Check each line of the material. Copy those containing "arch".
_ _ _
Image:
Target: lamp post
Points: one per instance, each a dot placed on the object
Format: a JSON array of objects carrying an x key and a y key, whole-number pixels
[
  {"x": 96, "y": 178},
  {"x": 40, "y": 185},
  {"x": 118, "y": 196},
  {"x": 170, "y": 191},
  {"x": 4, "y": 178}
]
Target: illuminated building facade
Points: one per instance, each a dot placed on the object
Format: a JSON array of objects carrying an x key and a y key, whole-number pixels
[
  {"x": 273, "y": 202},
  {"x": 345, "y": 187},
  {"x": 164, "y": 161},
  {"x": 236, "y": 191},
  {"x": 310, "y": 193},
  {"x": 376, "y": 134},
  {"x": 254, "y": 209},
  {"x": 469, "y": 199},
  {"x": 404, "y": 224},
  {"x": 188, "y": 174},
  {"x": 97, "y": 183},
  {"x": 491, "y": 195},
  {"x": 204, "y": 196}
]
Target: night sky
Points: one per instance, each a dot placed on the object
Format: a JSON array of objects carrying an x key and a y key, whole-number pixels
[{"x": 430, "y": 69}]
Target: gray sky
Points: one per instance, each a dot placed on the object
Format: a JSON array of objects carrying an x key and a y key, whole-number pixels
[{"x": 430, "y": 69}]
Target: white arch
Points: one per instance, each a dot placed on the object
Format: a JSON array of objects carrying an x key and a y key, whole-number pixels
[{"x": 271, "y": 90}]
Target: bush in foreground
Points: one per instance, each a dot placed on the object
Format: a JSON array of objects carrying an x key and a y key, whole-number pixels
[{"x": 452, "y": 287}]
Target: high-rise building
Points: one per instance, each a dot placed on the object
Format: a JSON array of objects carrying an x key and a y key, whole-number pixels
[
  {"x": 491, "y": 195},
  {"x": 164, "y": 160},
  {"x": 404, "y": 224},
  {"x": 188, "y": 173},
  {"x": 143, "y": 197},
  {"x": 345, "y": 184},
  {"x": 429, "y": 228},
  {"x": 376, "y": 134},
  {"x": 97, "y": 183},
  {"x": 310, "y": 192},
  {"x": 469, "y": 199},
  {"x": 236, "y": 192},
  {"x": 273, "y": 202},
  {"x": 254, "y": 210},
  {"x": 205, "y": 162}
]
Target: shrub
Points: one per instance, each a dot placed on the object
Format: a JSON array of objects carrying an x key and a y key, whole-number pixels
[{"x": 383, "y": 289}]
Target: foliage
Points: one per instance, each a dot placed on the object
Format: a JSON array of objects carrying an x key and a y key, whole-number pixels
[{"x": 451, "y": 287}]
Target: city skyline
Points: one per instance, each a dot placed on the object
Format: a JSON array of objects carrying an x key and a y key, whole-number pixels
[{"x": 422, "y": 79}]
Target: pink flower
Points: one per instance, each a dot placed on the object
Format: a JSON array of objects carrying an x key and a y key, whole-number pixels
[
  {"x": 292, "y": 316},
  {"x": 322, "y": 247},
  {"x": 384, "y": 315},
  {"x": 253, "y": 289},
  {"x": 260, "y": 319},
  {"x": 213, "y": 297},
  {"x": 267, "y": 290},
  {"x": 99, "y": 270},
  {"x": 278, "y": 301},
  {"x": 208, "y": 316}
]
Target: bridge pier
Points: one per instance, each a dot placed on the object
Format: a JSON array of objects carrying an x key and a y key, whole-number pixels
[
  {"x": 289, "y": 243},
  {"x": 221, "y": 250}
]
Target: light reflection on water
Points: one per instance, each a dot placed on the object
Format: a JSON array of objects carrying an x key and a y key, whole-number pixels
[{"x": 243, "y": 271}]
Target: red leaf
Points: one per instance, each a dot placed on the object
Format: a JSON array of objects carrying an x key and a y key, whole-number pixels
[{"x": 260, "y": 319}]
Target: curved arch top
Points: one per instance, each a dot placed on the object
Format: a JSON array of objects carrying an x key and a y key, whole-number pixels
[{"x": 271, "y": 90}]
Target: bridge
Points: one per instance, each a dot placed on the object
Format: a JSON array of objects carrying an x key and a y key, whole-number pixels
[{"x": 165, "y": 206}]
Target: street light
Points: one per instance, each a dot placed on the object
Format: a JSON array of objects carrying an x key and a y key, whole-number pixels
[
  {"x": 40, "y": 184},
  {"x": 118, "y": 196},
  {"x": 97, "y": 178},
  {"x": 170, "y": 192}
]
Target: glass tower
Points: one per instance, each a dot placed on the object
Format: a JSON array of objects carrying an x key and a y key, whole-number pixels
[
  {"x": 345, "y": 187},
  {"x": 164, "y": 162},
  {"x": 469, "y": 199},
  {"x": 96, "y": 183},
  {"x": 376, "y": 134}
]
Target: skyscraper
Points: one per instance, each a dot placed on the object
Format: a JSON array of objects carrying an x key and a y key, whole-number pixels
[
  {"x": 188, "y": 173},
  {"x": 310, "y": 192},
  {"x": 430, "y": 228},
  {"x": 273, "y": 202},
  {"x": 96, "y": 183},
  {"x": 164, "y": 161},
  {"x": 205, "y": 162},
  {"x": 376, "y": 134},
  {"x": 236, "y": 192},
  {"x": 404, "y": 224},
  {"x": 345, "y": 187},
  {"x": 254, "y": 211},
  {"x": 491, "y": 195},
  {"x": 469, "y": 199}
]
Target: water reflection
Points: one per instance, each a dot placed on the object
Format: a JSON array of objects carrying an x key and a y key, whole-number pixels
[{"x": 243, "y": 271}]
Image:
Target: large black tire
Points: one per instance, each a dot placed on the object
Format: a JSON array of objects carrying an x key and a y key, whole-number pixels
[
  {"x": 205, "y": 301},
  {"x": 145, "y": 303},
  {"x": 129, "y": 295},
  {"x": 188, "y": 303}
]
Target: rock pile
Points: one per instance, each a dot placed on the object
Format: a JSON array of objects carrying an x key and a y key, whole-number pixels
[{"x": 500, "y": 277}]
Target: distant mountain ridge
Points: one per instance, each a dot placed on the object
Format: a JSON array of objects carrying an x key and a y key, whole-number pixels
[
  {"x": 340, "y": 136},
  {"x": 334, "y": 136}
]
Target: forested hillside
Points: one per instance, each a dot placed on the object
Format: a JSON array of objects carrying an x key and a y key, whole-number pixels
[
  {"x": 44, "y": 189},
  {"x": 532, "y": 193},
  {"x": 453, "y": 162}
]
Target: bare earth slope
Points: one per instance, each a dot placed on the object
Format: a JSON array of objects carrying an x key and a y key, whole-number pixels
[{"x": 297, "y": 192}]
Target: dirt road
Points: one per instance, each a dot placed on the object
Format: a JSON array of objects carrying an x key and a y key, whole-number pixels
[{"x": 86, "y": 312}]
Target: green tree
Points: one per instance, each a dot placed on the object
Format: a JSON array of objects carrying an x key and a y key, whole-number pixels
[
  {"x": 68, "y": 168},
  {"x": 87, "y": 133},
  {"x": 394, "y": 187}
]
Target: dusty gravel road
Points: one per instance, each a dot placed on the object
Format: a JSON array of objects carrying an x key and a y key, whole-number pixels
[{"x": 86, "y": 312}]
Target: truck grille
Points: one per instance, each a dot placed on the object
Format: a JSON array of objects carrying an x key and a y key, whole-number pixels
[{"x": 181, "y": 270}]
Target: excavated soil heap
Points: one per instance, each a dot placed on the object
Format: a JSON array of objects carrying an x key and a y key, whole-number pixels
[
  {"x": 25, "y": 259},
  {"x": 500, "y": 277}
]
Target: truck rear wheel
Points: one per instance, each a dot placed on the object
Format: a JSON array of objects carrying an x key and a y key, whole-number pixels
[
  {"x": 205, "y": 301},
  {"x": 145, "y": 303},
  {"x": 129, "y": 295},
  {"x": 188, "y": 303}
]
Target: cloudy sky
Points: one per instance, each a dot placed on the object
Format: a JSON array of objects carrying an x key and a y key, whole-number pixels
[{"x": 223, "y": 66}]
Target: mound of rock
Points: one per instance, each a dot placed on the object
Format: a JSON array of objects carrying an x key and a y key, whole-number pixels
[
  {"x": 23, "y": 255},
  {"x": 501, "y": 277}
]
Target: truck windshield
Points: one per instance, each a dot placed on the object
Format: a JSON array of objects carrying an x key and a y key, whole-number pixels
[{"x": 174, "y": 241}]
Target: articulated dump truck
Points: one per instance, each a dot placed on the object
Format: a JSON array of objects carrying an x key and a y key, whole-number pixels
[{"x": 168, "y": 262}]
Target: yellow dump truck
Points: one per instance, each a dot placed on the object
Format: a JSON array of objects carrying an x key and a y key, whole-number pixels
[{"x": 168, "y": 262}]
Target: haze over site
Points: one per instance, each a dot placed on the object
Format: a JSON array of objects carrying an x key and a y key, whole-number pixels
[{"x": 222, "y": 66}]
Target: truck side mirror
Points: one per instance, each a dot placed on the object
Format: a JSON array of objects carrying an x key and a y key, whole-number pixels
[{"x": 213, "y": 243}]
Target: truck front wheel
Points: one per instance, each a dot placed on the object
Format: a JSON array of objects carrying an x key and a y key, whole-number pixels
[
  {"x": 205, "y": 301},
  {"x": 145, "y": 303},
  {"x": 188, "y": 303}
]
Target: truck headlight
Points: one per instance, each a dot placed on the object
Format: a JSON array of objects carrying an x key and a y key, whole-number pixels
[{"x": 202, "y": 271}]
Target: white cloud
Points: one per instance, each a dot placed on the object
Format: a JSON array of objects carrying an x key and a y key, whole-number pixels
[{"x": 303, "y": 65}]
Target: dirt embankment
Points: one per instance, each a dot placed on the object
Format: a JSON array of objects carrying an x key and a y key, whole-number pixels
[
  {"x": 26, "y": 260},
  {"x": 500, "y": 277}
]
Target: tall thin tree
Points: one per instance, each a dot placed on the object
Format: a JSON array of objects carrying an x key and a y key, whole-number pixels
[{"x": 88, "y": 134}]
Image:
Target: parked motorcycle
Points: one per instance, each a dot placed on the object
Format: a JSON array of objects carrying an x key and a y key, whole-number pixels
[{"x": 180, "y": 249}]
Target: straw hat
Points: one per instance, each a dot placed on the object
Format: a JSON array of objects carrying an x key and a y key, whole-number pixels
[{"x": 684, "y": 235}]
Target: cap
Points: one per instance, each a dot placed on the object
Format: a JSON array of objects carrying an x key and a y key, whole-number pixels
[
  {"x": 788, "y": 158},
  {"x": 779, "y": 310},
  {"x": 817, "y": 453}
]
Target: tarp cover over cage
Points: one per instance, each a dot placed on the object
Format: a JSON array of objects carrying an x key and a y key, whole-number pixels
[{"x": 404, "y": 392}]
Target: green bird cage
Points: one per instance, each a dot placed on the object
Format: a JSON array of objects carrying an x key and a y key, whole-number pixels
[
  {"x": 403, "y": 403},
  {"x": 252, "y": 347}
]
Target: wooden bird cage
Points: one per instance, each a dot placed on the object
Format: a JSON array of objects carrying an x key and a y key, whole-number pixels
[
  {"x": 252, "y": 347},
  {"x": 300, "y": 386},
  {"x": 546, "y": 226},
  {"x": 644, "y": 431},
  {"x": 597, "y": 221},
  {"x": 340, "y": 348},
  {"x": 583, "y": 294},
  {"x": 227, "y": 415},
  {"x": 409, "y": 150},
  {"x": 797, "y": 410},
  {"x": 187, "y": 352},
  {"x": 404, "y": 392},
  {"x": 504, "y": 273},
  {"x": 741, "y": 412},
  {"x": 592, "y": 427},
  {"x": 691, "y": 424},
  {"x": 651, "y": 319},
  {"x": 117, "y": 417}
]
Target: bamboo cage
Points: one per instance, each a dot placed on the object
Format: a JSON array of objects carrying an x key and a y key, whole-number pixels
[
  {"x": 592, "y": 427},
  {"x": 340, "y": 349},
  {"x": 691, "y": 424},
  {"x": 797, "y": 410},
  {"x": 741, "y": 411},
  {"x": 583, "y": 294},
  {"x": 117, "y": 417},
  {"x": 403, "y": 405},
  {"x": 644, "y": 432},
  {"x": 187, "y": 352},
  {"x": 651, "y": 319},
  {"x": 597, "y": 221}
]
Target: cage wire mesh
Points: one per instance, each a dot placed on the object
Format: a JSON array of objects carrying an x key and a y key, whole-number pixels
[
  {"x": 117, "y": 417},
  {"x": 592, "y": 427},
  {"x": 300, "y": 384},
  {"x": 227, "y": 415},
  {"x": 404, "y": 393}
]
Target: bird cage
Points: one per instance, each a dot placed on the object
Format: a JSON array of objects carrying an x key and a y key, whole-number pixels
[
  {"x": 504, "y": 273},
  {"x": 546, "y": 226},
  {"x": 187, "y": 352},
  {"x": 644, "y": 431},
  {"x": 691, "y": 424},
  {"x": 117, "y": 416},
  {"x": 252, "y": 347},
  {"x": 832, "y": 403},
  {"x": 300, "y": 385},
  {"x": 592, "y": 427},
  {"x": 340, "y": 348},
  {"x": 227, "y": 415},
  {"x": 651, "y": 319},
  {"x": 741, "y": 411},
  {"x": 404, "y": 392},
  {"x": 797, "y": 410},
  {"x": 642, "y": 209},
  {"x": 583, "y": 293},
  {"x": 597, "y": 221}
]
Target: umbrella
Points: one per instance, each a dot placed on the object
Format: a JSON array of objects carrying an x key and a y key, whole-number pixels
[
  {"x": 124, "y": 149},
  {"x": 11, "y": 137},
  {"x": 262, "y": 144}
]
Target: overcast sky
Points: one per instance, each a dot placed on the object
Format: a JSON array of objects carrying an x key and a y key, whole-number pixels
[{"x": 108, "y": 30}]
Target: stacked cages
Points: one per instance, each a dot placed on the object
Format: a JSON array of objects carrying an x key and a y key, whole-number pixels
_ _ _
■ **RESPONSE TO THIS EXERCISE**
Target: white arch
Target: curved arch top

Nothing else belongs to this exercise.